#### WRITTEN INSTRUCTION
Nothing but the line with "Find every instance of the denim" and the lines after it, through the end of the records below, is to be repeated, exactly as it is.

#### GIVEN INFORMATION
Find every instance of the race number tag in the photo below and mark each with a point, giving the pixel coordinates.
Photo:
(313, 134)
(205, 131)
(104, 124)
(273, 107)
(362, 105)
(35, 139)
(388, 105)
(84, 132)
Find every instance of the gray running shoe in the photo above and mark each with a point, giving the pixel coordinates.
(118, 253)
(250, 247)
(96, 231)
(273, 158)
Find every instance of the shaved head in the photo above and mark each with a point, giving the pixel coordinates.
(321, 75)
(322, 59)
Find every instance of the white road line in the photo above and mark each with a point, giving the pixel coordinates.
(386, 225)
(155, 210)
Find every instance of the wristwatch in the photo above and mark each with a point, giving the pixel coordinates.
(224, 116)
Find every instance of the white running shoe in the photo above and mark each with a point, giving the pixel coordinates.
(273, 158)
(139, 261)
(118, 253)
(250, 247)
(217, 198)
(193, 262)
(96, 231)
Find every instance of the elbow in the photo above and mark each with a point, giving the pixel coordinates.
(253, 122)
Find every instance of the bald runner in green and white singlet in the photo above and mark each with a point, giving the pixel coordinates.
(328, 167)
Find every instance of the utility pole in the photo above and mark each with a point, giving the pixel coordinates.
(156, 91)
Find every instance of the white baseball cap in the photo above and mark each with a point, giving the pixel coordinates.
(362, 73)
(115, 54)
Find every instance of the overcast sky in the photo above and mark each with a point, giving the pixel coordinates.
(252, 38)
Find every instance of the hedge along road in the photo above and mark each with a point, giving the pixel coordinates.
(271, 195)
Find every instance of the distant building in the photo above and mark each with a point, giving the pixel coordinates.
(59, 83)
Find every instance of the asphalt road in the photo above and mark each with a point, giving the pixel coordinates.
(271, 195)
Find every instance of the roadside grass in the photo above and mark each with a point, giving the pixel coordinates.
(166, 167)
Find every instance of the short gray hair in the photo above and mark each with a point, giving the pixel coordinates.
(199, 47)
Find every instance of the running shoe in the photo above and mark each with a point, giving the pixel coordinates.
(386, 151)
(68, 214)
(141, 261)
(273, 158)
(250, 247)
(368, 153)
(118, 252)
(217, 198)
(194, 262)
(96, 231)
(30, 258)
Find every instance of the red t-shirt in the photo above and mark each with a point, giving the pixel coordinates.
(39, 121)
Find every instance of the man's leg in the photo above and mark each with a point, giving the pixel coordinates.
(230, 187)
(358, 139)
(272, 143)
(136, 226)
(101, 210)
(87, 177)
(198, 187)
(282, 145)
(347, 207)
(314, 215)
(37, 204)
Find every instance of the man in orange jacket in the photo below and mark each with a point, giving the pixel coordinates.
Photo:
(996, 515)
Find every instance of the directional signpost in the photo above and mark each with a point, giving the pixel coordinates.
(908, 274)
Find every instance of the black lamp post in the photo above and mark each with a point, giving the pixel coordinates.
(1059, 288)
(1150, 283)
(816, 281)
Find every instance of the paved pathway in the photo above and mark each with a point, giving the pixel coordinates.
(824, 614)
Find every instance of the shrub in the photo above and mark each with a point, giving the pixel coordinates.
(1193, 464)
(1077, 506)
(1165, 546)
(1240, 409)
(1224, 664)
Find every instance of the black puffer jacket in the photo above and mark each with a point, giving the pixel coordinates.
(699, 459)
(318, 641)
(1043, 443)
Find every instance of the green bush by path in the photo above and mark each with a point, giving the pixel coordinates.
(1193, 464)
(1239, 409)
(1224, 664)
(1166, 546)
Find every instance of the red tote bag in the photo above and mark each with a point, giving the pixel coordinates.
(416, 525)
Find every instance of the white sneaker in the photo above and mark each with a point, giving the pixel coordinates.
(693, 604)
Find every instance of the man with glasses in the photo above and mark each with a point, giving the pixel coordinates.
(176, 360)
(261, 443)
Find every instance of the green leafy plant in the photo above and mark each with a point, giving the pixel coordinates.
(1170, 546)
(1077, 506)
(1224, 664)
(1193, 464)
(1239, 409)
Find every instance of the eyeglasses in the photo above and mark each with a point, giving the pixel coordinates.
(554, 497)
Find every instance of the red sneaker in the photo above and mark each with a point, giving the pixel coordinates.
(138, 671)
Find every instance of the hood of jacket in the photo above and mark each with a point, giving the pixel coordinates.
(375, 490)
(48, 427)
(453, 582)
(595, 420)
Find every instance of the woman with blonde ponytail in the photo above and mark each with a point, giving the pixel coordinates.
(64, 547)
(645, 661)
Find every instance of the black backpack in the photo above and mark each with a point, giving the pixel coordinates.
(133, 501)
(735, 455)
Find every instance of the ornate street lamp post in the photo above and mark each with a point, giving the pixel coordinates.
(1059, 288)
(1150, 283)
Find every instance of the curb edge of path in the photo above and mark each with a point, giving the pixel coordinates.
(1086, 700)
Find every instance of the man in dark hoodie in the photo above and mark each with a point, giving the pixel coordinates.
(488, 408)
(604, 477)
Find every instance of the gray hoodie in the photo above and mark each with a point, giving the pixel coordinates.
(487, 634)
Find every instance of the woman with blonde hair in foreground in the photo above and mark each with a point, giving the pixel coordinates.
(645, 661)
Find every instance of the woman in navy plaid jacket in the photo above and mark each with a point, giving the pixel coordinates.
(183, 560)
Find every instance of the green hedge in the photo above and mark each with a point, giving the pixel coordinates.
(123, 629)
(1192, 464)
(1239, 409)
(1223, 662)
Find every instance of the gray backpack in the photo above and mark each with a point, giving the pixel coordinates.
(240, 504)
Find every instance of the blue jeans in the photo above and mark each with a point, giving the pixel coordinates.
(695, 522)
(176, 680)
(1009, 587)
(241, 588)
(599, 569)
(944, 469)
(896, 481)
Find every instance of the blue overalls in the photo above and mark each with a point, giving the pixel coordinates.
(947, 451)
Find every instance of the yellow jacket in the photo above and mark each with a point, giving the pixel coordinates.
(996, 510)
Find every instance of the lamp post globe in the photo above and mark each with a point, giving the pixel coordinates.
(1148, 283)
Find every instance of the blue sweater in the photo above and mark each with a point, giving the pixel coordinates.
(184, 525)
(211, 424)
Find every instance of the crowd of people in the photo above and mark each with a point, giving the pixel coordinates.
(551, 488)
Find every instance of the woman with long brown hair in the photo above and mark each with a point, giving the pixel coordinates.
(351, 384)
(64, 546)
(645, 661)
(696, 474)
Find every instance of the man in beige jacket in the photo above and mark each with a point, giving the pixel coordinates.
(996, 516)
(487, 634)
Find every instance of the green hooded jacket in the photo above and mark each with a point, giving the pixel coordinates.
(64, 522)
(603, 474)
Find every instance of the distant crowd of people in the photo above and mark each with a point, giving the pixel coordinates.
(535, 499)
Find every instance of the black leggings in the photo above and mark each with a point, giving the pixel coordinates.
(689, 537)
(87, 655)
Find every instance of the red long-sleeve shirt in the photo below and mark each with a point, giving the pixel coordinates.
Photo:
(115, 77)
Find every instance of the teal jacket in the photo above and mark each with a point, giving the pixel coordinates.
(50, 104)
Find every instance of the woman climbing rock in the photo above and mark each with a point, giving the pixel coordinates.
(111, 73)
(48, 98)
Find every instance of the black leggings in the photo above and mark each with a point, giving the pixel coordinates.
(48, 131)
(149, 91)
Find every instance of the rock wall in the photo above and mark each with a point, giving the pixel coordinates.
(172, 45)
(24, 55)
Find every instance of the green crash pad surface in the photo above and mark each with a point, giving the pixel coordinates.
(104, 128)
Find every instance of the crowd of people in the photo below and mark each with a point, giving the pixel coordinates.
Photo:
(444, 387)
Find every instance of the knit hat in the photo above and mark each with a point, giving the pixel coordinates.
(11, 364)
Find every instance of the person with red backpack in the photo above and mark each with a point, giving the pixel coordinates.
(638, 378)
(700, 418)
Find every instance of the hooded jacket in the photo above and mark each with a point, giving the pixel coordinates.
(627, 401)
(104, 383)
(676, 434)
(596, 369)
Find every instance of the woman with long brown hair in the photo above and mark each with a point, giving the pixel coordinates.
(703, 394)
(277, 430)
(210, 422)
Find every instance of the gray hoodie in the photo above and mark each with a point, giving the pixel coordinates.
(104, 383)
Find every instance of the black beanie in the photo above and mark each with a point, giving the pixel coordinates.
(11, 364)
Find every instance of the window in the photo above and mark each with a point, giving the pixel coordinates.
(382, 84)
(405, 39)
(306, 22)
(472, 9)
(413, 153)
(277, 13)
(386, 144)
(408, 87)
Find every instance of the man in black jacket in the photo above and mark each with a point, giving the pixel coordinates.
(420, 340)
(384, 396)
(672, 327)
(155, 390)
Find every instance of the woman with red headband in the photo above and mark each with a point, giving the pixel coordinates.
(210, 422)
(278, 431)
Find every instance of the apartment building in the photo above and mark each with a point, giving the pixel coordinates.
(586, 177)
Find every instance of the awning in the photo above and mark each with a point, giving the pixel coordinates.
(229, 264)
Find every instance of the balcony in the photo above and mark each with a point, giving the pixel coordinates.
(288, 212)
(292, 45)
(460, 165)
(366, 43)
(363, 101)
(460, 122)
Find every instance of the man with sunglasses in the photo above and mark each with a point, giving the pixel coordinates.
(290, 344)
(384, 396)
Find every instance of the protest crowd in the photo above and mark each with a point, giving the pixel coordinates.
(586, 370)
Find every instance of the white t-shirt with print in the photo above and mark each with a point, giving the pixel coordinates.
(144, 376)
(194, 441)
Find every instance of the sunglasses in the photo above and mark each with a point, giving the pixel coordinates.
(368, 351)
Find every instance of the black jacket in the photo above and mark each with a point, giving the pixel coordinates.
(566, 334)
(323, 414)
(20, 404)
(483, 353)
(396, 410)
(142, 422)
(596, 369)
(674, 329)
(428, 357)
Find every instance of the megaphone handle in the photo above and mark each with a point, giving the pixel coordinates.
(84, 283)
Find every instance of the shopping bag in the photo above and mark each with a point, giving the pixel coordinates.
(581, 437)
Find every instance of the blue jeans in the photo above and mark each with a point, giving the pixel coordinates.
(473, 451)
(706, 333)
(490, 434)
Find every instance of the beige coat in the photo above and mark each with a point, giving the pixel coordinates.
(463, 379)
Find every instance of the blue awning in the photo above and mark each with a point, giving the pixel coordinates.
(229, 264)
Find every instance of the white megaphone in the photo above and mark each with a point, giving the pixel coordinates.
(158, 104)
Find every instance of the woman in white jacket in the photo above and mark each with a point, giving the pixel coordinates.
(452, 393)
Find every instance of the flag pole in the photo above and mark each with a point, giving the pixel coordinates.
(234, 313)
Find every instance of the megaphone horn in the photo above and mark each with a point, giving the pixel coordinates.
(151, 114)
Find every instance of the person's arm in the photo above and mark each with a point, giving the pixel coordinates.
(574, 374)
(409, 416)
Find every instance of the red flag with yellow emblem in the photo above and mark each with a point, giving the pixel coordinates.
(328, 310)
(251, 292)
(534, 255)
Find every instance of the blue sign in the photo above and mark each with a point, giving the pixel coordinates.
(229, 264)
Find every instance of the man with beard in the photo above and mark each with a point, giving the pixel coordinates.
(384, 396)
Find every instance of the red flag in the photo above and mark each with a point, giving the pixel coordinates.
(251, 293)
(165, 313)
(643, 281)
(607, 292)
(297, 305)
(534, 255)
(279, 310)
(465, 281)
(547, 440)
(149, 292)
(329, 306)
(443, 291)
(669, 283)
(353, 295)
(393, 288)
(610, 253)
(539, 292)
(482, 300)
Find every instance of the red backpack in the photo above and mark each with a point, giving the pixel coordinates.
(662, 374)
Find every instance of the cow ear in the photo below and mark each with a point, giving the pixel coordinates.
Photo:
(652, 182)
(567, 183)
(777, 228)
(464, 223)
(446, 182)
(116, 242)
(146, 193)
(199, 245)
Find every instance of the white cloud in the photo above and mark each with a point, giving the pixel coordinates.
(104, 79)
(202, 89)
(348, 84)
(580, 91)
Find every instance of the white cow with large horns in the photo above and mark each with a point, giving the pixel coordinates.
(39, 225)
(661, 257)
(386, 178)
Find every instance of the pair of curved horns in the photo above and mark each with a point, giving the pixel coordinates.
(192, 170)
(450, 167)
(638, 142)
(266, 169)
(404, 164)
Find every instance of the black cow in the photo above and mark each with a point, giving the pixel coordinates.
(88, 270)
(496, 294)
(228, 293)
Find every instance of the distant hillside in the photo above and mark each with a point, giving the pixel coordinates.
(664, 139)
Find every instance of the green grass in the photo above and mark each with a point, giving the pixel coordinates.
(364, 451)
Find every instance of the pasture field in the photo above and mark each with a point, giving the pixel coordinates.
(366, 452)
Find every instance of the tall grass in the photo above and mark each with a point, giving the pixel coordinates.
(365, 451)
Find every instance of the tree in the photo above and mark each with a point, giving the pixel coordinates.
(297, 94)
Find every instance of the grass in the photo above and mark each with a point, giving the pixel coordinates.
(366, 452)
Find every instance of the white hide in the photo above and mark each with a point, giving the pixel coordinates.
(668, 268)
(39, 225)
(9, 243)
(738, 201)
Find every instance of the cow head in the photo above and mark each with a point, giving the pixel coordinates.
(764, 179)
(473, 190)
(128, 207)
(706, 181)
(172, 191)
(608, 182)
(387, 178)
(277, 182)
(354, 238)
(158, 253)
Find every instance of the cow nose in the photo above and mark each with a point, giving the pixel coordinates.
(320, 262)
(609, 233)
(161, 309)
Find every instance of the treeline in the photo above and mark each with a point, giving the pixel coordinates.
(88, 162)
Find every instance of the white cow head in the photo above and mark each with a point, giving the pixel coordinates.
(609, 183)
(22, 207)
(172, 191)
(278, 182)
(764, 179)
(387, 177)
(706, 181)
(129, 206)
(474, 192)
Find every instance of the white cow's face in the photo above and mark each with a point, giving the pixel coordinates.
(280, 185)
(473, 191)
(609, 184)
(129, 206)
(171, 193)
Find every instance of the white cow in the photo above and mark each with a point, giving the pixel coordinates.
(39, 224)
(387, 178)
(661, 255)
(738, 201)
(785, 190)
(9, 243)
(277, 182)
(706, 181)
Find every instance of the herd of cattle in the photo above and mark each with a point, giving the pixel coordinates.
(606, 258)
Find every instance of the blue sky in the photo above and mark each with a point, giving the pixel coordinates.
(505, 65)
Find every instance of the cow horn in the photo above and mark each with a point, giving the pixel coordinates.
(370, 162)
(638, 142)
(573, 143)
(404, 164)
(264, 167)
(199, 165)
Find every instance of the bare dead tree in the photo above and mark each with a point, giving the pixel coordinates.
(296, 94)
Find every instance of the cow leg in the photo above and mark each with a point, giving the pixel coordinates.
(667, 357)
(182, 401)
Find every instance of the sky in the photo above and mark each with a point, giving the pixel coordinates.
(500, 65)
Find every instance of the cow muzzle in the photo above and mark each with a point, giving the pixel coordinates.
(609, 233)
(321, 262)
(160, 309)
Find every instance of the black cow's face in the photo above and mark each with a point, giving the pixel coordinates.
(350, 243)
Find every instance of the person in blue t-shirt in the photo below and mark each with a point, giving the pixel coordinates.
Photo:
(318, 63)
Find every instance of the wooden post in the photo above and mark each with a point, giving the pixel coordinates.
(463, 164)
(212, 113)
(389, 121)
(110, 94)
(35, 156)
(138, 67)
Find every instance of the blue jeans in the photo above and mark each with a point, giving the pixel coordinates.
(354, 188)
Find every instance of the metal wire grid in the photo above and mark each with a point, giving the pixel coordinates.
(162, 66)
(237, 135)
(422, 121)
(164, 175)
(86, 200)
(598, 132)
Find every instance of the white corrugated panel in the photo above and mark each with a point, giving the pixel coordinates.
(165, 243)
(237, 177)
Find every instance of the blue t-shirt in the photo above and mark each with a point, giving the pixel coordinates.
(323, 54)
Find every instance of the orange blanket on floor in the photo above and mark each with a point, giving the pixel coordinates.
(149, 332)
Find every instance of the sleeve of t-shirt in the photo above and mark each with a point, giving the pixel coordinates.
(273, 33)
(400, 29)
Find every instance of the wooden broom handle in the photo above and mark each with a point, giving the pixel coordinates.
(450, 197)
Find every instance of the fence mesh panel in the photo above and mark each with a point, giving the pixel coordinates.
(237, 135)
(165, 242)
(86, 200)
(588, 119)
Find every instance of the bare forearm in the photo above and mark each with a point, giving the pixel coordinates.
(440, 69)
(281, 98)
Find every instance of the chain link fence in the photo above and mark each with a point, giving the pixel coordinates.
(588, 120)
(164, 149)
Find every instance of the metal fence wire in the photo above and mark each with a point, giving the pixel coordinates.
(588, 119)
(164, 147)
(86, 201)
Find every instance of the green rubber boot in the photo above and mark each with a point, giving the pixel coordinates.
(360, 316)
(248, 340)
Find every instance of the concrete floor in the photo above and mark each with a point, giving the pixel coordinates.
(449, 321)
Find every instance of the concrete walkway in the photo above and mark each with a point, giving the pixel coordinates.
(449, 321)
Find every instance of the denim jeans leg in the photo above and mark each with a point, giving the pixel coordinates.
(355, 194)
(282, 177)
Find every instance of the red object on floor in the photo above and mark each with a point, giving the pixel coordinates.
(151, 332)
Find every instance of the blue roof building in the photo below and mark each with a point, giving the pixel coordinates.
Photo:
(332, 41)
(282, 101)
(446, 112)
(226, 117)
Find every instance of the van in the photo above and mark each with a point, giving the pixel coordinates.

#### ANSWER TO THE EXERCISE
Find every instance of the denim jeans leg in the photo above and mark each with a point, giving the pixel coordinates.
(355, 194)
(282, 177)
Find every instance of the red object on floor in the photo above and mark each with a point, giving the pixel coordinates.
(151, 332)
Find every instance of the blue roof building in the photo below and mark each with a point, giving the pixel coordinates.
Photo:
(332, 41)
(282, 101)
(446, 112)
(226, 117)
Find every instance of the van in the photo above and mark each with a point, giving the pixel coordinates.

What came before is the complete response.